» **Yang Perlu Dikerjakan**
• A. Salin dengan persis bagian berita tentang uji materi UU MK, mulai dari "Adapun Pasal 22" dan berakhir pada "dan periodisasi jabatan.".
• B. Ringkas berita tentang uji materi UU MK dalam dua kalimat.
• C. Tentukan apakah setiap pernyataan berikut sesuai dengan berita tentang uji materi UU MK. Jawab ya atau tidak, lalu kutip dengan persis kata-kata dalam berita yang menjadi dasarnya.
(i) Sidang perkara ini digelar pada hari Kamis.
(ii) Pasal 22 UU MK membolehkan hakim konstitusi dipilih kembali untuk dua kali masa jabatan berikutnya.
(iii) Menurut Pemohon, hakim di Mahkamah Agung diberhentikan dengan hormat saat memasuki usia pensiun.

» **Teks**

((

JAKARTA, Berita HUKUM - Undang-Undang Nomor 24 Tahun 2003 sebagaimana telah diubah dengan Undang-Undang Nomor 8 Tahun 2011 tentang Mahkamah Konstitusi (UU MK) kembali diuji secara materiil. Center for Strategic Studies University of Indonesia (CSSUI) atau Pusat Kajian Masalah Strategis Universitas Indonesia tercatat sebagai pemohon perkara Nomor 73/PUU-XIV/2016 tersebut.
Dalam pokok permohonannya, Pemohon mendalilkan hak konstitusionalnya terlanggar dengan berlakunya ketentuan Pasal 22 UU MK.
Adapun Pasal 22 UU MK menyatakan:
"Masa jabatan hakim konstitusi selama 5 (lima) tahun dan dapat dipilih kembali hanya untuk 1(satu) kali masa jabatan berikutnya".
Pemohon yang diwakili Dian Puji N. Simatupang menilai ketentuan yang mengatur masa jabatan hakim konstitusi tersebut bersifat diskriminatif. Sebab, kedudukan hakim dalam peradilan manapun tidak pernah mengenal masa jabatan dan periodisasi jabatan.
"Kerugian hak konstitusional yang bersifat spesifik dan aktual, atau setidak-tidaknya yang bersifat potensial dapat dipastikan akan terjadi terlihat pada warga negara pembayar pajak yang ingin mewujudkan kekuasaan kehakiman yang merdeka, khususnya MK. Dibatasinya masa dan periodisasi jabatan hakim MK akan menghalangi terciptanya hakim Mahkamah Konstitusi yang memiliki integritas dan kepribadian tidak tercela," ujarnya pada sidang yang digelar Kamis (15/9) di Ruang Sidang MK tersebut.
Membandingkan dengan UU Mahkamah Agung, Pemohon mengungkap jabatan hakim di Mahkamah Agung akan diberhentikan dengan hormat ketika memasuki usia pensiun. Pemohon menilai Pasal 22 UU MK merupakan produk politik hukum yang membatasi atau setidaknya berpotensi membatasi MK untuk menyelenggarakan peradilan guna menegakkan hukum dan keadilan. "Untuk itulah, Pemohon meminta agar Pasal 22 UU MK tersebut dinyatakan bertentangan dengan konstitusi," tegasnya.

))

» **Informasi yang Ditampilkan**

((

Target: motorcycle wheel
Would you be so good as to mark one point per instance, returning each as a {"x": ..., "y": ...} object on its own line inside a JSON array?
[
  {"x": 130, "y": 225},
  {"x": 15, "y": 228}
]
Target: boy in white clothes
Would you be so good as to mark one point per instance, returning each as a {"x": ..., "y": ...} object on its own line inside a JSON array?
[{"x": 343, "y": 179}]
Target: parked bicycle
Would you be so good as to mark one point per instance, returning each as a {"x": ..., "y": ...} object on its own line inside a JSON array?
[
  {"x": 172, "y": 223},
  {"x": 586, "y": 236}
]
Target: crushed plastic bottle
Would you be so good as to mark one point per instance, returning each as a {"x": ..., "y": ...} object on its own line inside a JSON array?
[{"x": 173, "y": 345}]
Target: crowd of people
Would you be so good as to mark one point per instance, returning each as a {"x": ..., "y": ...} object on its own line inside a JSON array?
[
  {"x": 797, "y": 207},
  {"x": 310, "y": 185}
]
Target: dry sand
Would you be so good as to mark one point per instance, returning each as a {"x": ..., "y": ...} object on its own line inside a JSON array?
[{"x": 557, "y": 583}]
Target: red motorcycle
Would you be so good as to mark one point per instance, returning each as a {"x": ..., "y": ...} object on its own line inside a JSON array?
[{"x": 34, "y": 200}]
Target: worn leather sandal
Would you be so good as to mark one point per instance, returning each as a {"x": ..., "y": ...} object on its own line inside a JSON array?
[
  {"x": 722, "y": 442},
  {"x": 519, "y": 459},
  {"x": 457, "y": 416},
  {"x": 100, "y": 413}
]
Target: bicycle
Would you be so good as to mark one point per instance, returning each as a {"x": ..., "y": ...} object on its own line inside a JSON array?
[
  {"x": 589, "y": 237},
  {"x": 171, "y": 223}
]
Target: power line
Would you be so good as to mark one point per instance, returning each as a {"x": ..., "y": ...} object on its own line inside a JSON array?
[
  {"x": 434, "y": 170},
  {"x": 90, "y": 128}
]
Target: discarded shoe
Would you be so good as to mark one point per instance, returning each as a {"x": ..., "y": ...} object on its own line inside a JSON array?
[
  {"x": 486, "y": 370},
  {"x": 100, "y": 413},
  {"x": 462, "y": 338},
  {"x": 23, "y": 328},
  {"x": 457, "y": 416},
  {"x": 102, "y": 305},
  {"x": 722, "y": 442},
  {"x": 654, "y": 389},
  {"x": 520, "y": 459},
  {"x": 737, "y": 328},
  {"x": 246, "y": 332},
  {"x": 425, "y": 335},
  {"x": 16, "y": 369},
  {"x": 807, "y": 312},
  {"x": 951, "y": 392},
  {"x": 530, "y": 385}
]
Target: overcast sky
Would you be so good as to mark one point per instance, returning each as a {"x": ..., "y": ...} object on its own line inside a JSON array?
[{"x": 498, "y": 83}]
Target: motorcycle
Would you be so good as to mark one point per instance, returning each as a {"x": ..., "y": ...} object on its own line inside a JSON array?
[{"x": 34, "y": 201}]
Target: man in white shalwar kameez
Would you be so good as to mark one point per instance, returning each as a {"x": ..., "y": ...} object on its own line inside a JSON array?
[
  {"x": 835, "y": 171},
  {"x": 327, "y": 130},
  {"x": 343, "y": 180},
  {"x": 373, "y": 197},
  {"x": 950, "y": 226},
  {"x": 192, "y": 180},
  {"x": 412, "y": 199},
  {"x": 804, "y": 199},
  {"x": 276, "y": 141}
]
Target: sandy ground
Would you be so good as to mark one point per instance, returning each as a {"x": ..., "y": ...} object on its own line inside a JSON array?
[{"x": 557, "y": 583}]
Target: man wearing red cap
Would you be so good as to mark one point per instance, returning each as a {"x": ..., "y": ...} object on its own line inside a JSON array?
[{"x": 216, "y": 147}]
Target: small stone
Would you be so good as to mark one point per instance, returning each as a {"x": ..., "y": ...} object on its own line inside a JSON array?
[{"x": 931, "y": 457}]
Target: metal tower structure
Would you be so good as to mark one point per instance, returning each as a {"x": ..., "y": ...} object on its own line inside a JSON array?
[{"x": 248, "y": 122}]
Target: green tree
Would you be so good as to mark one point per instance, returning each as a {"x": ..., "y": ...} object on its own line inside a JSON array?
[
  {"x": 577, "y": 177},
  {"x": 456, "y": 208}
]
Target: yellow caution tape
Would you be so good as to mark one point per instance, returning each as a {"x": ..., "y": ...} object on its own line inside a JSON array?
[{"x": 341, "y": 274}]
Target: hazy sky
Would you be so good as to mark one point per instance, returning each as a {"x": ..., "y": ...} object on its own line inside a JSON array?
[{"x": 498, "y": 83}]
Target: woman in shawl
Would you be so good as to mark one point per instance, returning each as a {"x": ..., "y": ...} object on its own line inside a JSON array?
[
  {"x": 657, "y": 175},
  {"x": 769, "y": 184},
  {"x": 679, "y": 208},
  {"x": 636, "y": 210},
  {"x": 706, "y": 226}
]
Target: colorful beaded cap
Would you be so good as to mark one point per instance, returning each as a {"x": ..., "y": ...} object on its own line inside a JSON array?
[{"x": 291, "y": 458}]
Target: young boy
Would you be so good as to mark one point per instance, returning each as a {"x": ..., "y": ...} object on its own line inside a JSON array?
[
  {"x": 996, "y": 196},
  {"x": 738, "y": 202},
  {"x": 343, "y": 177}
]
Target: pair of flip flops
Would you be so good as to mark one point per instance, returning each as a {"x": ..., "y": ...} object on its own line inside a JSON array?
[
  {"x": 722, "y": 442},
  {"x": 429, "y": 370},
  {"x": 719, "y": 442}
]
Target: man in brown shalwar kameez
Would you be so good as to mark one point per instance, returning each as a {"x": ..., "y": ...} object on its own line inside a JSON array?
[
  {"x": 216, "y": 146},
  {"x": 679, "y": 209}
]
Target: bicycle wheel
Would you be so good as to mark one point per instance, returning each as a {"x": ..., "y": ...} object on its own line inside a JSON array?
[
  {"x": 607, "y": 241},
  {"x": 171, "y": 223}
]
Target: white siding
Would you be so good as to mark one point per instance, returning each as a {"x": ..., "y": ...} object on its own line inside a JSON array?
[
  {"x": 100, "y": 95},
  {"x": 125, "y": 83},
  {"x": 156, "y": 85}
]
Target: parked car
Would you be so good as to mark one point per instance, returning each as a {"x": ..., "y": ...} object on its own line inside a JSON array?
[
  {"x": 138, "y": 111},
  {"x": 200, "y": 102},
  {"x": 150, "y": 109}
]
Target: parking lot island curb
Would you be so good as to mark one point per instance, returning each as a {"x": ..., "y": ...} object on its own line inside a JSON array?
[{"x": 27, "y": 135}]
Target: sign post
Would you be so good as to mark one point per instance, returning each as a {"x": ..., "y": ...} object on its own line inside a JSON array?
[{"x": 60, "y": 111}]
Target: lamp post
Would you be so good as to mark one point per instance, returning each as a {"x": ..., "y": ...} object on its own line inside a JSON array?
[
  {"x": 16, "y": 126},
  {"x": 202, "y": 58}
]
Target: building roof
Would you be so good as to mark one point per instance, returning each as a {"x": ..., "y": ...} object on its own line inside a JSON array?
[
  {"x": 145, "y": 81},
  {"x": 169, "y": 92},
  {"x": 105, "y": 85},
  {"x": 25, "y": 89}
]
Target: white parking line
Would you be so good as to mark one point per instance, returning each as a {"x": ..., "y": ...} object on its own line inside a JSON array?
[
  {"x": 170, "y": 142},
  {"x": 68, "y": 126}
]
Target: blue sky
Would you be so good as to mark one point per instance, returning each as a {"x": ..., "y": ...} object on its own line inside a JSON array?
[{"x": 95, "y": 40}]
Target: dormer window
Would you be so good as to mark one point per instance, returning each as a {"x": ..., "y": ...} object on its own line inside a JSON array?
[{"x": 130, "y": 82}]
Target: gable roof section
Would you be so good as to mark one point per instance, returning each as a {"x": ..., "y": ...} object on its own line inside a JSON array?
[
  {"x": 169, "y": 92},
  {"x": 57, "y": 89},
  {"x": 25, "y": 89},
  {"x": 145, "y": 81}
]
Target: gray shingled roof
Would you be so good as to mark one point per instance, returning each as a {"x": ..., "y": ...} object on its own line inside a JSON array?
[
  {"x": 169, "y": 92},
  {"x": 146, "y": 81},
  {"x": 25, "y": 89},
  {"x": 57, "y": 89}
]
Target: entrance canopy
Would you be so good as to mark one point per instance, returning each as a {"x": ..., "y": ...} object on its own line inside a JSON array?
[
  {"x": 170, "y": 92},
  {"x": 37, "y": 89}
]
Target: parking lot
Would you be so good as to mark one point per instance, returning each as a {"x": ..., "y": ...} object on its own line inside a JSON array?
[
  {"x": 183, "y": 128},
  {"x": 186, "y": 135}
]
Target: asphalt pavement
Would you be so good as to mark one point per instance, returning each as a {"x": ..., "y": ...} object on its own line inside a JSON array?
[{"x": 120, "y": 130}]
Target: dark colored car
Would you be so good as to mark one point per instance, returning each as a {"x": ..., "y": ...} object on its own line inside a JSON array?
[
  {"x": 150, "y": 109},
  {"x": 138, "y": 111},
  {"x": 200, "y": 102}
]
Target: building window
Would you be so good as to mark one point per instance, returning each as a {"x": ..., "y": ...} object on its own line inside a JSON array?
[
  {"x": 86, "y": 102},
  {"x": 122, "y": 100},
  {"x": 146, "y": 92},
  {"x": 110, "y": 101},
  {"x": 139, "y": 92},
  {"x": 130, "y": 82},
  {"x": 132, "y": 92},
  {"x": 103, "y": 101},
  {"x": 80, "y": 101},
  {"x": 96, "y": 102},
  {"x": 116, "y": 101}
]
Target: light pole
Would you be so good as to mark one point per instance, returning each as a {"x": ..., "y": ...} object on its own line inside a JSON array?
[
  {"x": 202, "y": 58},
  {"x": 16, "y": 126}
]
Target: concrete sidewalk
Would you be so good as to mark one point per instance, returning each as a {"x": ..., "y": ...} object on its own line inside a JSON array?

))

» **Jawaban Tertulis**
• A.
Adapun Pasal 22 UU MK menyatakan:
"Masa jabatan hakim konstitusi selama 5 (lima) tahun dan dapat dipilih kembali hanya untuk 1(satu) kali masa jabatan berikutnya".
Pemohon yang diwakili Dian Puji N. Simatupang menilai ketentuan yang mengatur masa jabatan hakim konstitusi tersebut bersifat diskriminatif. Sebab, kedudukan hakim dalam peradilan manapun tidak pernah mengenal masa jabatan dan periodisasi jabatan.

• B. Pusat Kajian Masalah Strategis Universitas Indonesia (CSSUI) mengajukan uji materi terhadap Pasal 22 UU MK, yang menetapkan masa jabatan hakim konstitusi selama lima tahun dan hanya boleh dipilih kembali untuk satu kali masa jabatan berikutnya. Pemohon menilai ketentuan itu diskriminatif karena hakim di peradilan mana pun tidak mengenal masa jabatan dan periodisasi jabatan, sehingga meminta pasal tersebut dinyatakan bertentangan dengan konstitusi.

• C.
(i) Ya: "sidang yang digelar Kamis (15/9)"
(ii) Tidak: "dapat dipilih kembali hanya untuk 1(satu) kali masa jabatan berikutnya"
(iii) Ya: "jabatan hakim di Mahkamah Agung akan diberhentikan dengan hormat ketika memasuki usia pensiun"